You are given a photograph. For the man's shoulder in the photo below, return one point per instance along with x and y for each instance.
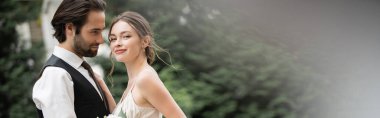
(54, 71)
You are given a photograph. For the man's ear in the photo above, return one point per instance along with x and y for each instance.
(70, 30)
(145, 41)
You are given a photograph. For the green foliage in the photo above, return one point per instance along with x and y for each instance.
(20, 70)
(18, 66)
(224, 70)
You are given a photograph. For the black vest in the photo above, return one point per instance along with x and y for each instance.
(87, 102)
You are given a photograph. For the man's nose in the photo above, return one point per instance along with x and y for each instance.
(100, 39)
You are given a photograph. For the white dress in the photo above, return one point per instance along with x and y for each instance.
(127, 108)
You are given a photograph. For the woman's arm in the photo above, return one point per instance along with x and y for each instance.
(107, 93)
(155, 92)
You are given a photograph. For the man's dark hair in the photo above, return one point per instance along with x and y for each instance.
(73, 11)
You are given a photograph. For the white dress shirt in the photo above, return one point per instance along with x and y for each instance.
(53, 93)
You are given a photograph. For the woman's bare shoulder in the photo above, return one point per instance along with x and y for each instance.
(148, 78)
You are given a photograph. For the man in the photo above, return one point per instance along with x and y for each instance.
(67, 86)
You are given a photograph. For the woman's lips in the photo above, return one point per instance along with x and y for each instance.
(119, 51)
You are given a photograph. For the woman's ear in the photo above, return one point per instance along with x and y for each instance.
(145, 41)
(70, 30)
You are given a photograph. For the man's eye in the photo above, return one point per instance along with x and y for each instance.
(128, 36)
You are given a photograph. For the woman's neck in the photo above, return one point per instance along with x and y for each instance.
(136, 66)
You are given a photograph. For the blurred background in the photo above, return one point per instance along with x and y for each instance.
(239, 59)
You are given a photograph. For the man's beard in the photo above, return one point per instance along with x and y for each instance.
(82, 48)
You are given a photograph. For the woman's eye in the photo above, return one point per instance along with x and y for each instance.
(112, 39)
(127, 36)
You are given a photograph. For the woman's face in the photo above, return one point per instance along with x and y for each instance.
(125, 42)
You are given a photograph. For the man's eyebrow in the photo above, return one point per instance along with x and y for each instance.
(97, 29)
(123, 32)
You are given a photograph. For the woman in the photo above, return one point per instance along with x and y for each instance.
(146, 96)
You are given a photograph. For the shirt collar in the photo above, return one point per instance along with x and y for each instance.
* * *
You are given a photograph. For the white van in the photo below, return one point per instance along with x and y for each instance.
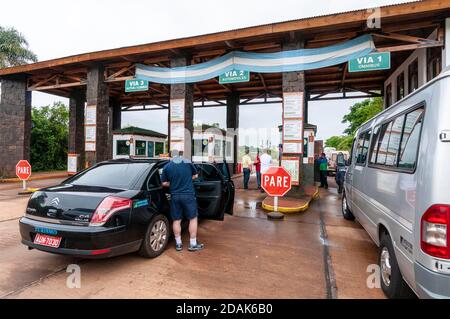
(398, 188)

**Assigned task**
Produce a word-for-word copy of everything above from the line holding "You are given a photograph. For the man's eyebrow" down to the line holding "You are given a photograph. For the shirt", with both of those lines kept.

**Expected output**
You are given a photograph. For the man's eyebrow in the photo above, return one point per instance along with x and y for each instance.
(97, 29)
(123, 32)
You are given a photograph. For the woman in the photo above, return one point per instance along with x and y for each instance.
(146, 96)
You are given a photograph. For the shirt collar in the photo above, return one point per instance along with x and y for each instance.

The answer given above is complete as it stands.